▶ _YOUR OBJECTIVE_:
Nothing but the lines from the one containing "Task: spot one point per instance of the ceiling fan blade." through the last line should be written out, please, exactly as they stand.
--------------------------------------------------
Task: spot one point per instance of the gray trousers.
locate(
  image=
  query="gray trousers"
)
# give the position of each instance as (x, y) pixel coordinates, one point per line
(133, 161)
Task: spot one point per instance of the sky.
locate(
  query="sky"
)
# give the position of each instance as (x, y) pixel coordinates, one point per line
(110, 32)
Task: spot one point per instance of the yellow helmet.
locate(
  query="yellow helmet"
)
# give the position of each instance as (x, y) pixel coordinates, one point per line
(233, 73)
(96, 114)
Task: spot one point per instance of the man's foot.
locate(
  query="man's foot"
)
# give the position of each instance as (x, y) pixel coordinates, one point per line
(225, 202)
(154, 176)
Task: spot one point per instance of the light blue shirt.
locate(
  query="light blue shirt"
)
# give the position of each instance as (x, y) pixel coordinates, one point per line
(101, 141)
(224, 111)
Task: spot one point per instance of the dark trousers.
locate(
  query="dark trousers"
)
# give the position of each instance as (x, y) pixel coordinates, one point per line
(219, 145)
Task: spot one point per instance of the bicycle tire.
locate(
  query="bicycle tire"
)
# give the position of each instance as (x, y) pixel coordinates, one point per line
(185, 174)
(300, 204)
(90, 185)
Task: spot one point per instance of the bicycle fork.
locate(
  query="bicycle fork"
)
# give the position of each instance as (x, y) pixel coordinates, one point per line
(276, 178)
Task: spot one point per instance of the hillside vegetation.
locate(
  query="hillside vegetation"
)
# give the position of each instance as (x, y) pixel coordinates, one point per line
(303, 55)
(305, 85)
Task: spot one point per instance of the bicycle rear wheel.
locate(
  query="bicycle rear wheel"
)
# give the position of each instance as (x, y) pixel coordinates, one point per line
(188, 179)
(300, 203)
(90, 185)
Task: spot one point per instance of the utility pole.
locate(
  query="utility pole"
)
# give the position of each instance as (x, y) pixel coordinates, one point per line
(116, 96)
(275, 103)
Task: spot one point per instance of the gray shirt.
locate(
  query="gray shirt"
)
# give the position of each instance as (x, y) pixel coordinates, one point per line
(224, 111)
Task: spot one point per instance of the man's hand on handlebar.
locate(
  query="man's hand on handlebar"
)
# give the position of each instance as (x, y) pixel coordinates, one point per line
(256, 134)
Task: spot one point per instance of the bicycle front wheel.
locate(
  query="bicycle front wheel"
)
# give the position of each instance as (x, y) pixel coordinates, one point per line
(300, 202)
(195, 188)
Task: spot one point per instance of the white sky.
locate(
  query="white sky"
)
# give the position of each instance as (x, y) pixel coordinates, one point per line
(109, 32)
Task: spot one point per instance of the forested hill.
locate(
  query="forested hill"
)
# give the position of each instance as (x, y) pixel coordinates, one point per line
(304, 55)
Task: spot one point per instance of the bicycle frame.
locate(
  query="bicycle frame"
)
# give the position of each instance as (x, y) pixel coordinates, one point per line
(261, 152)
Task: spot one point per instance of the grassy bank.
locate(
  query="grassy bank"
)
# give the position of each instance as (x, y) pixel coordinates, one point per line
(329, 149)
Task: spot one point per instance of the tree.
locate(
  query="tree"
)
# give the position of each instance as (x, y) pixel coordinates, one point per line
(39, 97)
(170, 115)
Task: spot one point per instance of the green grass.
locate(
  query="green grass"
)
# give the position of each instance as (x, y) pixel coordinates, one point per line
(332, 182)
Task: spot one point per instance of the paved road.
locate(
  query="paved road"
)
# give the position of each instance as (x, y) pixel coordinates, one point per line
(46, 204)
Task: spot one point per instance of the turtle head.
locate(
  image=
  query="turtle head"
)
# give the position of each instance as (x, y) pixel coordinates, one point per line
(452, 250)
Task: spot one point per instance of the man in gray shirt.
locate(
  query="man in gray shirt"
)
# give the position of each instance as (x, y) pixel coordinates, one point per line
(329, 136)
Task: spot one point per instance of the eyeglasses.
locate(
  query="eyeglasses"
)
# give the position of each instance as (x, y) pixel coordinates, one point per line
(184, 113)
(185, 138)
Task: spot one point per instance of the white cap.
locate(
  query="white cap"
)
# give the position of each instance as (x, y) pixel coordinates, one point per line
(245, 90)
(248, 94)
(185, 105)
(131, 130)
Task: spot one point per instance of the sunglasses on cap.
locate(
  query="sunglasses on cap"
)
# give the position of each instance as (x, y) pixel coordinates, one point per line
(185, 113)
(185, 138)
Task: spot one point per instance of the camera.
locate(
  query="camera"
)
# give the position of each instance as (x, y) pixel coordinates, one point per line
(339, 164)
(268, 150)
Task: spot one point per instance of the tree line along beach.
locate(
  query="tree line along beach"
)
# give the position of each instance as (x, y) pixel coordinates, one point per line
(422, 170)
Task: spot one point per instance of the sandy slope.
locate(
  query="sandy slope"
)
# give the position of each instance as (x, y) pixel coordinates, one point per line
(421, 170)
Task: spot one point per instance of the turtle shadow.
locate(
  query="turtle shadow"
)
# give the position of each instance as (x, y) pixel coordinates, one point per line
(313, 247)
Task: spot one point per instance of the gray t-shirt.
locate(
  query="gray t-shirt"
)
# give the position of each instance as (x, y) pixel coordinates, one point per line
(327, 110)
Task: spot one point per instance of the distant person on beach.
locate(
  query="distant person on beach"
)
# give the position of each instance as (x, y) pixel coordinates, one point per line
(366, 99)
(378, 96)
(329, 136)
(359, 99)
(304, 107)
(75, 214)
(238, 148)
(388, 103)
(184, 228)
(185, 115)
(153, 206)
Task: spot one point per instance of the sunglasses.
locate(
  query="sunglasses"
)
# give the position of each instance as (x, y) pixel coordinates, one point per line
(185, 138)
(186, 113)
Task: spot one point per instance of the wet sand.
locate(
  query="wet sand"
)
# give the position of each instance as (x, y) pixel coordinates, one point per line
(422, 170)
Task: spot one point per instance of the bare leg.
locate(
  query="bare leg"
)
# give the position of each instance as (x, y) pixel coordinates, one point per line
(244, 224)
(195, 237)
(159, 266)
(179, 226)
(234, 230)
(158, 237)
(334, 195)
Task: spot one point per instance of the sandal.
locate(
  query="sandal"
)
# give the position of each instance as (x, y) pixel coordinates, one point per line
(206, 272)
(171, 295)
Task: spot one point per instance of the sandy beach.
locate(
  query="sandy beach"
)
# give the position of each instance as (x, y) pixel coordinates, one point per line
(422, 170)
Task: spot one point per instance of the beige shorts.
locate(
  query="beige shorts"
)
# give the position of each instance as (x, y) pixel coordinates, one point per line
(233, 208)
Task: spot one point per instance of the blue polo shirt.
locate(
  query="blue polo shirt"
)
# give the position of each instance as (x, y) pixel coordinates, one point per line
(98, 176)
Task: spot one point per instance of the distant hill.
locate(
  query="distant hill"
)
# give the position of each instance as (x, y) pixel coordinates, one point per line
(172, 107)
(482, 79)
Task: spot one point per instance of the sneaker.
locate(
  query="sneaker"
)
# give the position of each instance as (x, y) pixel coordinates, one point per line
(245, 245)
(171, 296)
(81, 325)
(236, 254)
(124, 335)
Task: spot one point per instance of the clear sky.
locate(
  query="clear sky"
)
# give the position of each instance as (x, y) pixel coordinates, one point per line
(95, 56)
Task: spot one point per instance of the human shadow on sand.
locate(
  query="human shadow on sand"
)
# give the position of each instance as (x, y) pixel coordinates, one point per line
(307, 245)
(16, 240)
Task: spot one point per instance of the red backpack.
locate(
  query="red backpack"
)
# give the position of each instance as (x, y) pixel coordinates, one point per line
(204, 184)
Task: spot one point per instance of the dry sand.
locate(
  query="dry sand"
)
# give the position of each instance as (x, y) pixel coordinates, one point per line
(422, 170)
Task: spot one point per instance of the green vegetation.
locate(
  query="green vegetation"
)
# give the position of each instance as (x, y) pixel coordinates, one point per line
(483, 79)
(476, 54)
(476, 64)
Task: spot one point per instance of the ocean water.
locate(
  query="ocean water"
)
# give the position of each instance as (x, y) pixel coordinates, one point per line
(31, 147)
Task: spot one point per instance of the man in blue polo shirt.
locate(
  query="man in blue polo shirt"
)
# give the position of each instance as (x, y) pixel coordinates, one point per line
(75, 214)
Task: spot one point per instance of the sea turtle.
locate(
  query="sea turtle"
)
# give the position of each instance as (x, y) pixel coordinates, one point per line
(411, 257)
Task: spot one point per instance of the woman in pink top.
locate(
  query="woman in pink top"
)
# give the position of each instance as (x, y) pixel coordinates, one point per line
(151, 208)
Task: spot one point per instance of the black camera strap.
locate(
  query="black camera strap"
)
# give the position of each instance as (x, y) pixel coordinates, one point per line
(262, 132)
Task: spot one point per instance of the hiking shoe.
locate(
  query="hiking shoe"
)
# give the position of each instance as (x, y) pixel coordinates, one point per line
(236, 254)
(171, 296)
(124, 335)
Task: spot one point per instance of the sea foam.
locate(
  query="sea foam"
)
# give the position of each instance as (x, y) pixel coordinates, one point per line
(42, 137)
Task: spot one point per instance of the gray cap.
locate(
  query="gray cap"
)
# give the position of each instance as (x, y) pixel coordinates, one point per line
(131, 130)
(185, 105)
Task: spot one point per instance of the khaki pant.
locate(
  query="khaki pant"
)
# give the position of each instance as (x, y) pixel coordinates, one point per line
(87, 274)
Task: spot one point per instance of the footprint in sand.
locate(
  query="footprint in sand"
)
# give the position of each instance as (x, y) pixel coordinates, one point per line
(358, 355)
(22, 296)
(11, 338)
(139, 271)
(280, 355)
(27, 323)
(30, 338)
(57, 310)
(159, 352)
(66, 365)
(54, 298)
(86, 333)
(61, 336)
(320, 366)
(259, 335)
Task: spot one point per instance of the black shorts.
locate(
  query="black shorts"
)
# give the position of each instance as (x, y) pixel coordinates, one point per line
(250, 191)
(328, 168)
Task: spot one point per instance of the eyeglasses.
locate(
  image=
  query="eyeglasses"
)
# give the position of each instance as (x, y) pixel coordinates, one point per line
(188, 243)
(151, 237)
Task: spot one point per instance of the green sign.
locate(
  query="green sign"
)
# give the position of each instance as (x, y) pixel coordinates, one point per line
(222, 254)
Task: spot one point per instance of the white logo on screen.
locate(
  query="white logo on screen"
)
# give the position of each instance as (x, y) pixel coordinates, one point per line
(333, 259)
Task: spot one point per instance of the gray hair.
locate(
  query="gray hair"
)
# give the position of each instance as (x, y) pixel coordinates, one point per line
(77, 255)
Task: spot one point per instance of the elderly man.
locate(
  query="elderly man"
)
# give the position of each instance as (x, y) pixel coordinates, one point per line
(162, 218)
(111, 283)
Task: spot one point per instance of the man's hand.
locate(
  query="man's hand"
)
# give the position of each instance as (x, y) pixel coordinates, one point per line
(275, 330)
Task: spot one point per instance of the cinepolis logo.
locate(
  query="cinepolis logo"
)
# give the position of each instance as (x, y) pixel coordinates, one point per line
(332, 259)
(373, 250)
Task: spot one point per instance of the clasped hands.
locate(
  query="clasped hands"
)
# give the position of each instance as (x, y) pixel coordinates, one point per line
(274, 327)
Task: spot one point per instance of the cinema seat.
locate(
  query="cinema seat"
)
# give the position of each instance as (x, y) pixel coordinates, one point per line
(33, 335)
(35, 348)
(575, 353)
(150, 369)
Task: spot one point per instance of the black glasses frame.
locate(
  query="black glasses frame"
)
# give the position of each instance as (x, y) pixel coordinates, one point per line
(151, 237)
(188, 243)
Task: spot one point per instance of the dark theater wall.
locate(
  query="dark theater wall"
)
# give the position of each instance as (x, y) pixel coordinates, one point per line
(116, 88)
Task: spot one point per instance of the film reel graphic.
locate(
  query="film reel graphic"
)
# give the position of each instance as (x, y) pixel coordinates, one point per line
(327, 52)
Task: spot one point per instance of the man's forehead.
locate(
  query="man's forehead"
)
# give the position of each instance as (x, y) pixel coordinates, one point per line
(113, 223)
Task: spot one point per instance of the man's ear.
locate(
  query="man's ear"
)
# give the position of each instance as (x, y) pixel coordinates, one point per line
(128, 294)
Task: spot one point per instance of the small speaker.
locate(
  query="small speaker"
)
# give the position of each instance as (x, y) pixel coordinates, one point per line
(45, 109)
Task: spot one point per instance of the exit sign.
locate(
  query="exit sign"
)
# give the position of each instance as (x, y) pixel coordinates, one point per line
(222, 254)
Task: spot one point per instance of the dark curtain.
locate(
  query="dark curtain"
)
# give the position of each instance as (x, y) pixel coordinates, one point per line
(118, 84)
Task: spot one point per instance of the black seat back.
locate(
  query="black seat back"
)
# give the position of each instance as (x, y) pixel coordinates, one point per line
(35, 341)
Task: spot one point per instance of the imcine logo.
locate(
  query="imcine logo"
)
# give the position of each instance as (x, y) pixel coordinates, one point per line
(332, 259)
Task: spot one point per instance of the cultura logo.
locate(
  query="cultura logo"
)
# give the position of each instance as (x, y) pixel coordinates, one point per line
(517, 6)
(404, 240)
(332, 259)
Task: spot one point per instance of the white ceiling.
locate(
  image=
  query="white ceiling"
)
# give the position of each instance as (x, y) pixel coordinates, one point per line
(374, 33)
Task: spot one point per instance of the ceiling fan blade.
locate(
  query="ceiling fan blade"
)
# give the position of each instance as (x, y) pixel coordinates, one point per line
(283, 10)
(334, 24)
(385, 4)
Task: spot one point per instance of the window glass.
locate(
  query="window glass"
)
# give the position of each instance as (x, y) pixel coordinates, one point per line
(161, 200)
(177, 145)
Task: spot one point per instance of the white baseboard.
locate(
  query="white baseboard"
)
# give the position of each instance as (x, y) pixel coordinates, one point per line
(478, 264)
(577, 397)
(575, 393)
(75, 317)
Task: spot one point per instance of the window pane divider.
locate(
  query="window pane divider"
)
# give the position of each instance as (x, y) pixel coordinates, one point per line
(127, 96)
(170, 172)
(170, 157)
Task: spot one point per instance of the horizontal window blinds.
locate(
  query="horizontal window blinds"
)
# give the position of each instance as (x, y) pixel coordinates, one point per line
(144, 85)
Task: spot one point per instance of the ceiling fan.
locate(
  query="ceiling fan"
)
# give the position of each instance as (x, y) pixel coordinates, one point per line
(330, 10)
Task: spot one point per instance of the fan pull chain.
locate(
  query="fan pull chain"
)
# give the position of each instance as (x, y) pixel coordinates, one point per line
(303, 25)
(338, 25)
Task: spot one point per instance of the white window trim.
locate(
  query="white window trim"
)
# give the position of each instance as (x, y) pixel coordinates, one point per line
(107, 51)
--------------------------------------------------
▶ _PROBLEM SOLUTION_:
Task: spot one point per instance of the ceiling fan blade.
locate(
  query="ceiling fan blade"
)
# give the position of each instance as (x, y) pixel coordinates, one point per line
(283, 10)
(334, 24)
(385, 4)
Task: spot one point per instance of the window glass.
locate(
  query="window glass"
)
# give the position of each instance as (x, y) pixel coordinates, one point per line
(161, 200)
(177, 145)
Task: spot one point per instance of the white baseboard.
locate(
  query="white baseboard"
)
# give the position of each instance as (x, y) pixel coordinates, one point per line
(478, 264)
(577, 397)
(575, 393)
(75, 317)
Task: spot one point per instance of the window pane divider.
locate(
  query="window pane divider"
)
# give the position of each instance as (x, y) pixel coordinates, one point per line
(127, 96)
(170, 172)
(170, 157)
Task: spot one point per instance of the horizontal window blinds.
locate(
  query="horizontal window blinds"
)
# give the position of each instance as (x, y) pixel coordinates, one point per line
(144, 85)
Task: spot one point per instance of the ceiling fan.
locate(
  query="ceiling fan"
)
# give the position of each instance as (x, y) pixel coordinates, one point per line
(330, 10)
Task: spot one point per instance of the fan pull chain.
locate(
  query="fan pull chain"
)
# give the position of each instance as (x, y) pixel coordinates, one point per line
(303, 25)
(338, 25)
Task: spot one point per instance of the white window trim.
locate(
  query="white window trim"
)
# give the position of each instance as (x, y) pixel coordinates, one point per line
(107, 51)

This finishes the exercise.